-- START DATA --

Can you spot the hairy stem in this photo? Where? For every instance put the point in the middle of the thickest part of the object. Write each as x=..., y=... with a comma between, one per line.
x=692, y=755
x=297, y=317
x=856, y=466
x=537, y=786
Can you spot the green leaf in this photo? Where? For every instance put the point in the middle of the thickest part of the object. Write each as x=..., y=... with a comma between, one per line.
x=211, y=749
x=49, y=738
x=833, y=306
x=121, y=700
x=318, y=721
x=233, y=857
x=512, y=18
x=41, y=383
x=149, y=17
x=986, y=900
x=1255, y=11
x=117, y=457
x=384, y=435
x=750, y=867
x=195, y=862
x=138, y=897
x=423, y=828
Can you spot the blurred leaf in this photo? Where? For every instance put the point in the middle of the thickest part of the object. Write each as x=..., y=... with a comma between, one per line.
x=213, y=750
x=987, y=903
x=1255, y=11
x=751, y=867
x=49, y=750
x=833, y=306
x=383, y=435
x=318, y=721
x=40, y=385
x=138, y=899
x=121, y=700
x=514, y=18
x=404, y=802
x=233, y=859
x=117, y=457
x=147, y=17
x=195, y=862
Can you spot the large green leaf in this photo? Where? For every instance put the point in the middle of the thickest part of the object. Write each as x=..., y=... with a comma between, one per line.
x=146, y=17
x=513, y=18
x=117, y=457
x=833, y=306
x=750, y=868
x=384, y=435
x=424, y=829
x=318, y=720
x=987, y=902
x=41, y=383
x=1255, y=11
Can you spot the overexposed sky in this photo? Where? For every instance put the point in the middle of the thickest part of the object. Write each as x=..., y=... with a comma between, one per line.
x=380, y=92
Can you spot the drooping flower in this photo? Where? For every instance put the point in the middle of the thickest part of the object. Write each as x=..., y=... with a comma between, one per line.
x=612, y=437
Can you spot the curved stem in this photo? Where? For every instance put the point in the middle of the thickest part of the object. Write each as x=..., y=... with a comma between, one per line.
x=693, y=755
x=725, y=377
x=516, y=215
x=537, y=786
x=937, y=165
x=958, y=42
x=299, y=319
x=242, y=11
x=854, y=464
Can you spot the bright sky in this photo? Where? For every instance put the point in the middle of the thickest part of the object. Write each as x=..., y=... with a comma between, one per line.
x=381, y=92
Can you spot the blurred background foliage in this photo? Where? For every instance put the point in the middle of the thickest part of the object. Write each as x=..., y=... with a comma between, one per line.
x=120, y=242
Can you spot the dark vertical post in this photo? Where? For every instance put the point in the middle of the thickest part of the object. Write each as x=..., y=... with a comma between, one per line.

-- END DATA --

**TASK OBJECTIVE**
Rewrite the data starting at the line that contains "Can you spot the green" and stopping after the line that contains "x=423, y=828", keeping every line's wording as is but scaling each x and y coordinate by 0.35 and rounding it to a whole number, with halves rounded up.

**ANSWER TO THIS PROBLEM**
Can you spot the green leaf in this photo? Where? For every instance put the point in the middle of the thickest part of the object. Write each as x=..., y=... with a comma between, one per line.
x=74, y=262
x=17, y=258
x=292, y=107
x=42, y=245
x=111, y=252
x=82, y=300
x=179, y=6
x=14, y=134
x=52, y=6
x=345, y=315
x=439, y=4
x=41, y=160
x=134, y=152
x=263, y=303
x=68, y=302
x=48, y=314
x=148, y=290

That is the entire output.